* Task description: Reproduce exactly the lines from the one containing "of the flag" through the last line of the records below, both included, and nothing else.

Dataset rows on where objects appear:
## start

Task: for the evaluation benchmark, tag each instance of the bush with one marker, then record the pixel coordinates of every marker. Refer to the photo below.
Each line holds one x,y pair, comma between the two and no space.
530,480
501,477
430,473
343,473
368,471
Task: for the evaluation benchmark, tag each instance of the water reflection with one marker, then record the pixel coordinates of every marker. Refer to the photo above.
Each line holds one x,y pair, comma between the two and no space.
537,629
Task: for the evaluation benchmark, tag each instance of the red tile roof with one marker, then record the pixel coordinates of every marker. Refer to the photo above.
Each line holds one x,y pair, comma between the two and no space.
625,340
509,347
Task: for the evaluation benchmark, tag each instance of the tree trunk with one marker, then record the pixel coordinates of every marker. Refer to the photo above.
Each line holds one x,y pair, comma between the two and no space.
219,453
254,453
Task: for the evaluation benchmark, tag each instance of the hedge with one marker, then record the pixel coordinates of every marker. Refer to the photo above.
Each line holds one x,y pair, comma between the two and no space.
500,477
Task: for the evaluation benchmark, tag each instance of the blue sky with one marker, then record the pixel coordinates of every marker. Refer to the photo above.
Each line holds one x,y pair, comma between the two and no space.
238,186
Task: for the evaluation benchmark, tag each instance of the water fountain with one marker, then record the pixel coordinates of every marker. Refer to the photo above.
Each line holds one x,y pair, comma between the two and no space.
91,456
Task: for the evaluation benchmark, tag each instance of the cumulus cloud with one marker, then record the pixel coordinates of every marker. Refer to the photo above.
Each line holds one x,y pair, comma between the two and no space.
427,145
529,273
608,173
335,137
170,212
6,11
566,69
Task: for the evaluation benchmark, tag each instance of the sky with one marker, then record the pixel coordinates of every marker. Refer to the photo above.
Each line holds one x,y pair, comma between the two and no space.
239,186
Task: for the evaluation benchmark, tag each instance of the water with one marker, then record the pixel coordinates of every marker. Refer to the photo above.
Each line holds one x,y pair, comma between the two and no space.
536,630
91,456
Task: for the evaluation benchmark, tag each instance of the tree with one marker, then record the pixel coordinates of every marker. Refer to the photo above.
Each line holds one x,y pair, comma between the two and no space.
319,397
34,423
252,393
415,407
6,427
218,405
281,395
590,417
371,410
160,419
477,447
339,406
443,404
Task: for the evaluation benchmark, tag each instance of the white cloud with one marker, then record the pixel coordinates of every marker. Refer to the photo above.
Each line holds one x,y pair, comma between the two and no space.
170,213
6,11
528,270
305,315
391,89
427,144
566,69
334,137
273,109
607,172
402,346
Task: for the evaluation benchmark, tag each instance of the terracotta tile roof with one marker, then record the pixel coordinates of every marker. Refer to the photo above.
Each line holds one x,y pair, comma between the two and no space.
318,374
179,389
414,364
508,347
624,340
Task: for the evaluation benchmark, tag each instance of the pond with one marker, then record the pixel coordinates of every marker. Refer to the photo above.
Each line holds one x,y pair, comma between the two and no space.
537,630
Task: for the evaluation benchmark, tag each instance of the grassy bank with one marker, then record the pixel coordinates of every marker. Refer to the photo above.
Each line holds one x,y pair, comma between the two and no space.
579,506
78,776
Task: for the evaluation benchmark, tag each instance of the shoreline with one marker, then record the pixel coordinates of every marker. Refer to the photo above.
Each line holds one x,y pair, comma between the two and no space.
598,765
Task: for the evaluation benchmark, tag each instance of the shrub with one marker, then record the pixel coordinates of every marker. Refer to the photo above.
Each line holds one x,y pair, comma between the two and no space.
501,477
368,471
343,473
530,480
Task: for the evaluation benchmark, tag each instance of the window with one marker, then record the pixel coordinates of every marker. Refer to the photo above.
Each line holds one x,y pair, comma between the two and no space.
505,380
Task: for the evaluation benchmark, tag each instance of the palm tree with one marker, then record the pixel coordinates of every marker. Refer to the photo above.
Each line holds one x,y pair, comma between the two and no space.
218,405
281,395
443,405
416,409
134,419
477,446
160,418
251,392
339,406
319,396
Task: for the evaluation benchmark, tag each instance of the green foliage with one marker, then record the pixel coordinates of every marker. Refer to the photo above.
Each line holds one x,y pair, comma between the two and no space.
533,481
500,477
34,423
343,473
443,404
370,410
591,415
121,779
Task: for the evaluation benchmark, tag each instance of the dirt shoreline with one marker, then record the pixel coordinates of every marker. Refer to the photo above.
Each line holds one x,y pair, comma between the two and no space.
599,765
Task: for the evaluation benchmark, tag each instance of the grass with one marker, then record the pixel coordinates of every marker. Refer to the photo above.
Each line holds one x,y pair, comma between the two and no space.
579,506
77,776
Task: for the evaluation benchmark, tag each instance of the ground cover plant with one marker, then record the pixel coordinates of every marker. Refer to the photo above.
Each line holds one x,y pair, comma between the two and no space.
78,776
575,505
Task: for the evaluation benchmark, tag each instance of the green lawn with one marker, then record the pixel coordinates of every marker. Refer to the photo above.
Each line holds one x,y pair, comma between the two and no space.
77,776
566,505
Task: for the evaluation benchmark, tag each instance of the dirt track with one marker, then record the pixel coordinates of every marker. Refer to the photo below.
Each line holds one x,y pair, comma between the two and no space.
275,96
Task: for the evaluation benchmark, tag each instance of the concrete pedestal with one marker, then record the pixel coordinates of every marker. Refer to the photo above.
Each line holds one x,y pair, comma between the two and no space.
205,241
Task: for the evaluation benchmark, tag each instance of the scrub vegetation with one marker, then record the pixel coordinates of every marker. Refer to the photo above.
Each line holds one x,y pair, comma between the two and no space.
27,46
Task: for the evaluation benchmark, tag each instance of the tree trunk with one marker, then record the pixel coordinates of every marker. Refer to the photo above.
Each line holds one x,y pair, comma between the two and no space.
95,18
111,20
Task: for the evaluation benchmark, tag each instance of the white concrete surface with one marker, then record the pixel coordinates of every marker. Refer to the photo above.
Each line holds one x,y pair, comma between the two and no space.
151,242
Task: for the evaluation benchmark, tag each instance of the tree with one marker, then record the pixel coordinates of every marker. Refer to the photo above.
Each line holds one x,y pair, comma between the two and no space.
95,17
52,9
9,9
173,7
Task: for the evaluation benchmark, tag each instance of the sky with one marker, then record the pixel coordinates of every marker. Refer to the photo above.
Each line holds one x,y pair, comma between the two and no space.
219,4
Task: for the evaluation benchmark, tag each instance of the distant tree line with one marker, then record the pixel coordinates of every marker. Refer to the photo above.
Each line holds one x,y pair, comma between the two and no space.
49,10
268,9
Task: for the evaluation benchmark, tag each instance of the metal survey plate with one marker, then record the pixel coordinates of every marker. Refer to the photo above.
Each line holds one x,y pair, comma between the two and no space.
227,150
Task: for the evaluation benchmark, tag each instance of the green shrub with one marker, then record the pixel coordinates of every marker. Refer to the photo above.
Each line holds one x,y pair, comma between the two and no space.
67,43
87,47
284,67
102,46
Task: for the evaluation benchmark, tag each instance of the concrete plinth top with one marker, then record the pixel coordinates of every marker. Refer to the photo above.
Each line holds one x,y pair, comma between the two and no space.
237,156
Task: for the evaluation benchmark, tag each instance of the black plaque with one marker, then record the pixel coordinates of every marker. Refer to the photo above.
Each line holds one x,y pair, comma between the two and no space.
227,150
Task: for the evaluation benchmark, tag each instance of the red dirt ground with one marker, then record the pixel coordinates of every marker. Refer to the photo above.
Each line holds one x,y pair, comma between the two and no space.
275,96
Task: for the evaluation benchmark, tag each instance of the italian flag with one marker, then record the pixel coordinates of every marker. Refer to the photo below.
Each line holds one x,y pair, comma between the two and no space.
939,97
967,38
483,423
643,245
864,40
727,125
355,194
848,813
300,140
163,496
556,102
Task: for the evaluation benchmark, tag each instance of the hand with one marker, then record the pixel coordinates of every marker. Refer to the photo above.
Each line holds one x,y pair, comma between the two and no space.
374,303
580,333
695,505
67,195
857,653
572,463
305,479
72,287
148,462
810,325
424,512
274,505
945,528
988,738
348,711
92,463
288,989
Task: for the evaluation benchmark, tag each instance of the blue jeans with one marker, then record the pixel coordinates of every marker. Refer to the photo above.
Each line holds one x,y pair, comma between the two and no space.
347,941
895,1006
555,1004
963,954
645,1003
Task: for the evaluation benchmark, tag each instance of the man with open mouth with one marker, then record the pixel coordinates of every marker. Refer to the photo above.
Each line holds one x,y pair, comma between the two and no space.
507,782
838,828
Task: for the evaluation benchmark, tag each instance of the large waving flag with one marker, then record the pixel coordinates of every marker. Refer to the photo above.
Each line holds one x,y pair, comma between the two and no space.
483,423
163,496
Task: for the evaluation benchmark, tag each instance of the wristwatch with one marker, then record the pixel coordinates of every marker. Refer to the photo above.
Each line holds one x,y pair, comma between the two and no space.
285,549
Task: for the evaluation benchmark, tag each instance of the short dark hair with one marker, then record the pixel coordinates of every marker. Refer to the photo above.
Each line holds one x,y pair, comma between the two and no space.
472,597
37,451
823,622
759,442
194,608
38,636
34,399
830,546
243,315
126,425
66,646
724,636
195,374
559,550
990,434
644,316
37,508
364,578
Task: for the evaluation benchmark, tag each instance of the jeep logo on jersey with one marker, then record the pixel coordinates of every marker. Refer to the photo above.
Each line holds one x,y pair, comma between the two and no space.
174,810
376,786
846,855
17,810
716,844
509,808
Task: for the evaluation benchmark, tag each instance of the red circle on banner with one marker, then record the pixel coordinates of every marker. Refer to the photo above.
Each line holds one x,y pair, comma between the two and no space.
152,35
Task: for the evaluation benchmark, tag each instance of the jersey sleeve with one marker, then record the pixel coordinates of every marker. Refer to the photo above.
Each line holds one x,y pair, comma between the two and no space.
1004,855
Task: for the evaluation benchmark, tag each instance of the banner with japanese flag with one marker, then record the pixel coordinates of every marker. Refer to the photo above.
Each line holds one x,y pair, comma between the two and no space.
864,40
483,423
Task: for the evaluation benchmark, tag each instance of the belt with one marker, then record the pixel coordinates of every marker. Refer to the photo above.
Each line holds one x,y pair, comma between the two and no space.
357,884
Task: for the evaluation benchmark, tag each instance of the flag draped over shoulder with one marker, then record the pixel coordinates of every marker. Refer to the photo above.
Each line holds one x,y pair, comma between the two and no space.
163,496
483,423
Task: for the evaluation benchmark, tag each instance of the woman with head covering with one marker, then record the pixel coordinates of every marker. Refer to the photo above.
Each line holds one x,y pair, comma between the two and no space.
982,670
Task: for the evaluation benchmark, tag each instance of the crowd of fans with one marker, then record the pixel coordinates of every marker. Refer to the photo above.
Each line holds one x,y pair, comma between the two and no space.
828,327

## end

* Task solution:
Task: for the evaluation benchmark, tag each instance of the flag draped over shoulder with one marker, then record the pixel coordinates of every marker. Refer to the photo above.
Each line holds one x,y pair, comma between the two and no space.
163,496
483,423
Task: for the evaluation benchmark, tag each instance of the woman with head covering with one marker, then record the pixel coordinates of every marker. Refer to the photo above.
Each line holds one x,y pair, comma between the two and no space.
982,670
Task: for the evaluation benchmark, tag each instance of the crowd of fans with one marker, then record the pixel coordinates of every marker. Refer to the photo above.
Each line holds one x,y pair, comma between the two and no space.
828,327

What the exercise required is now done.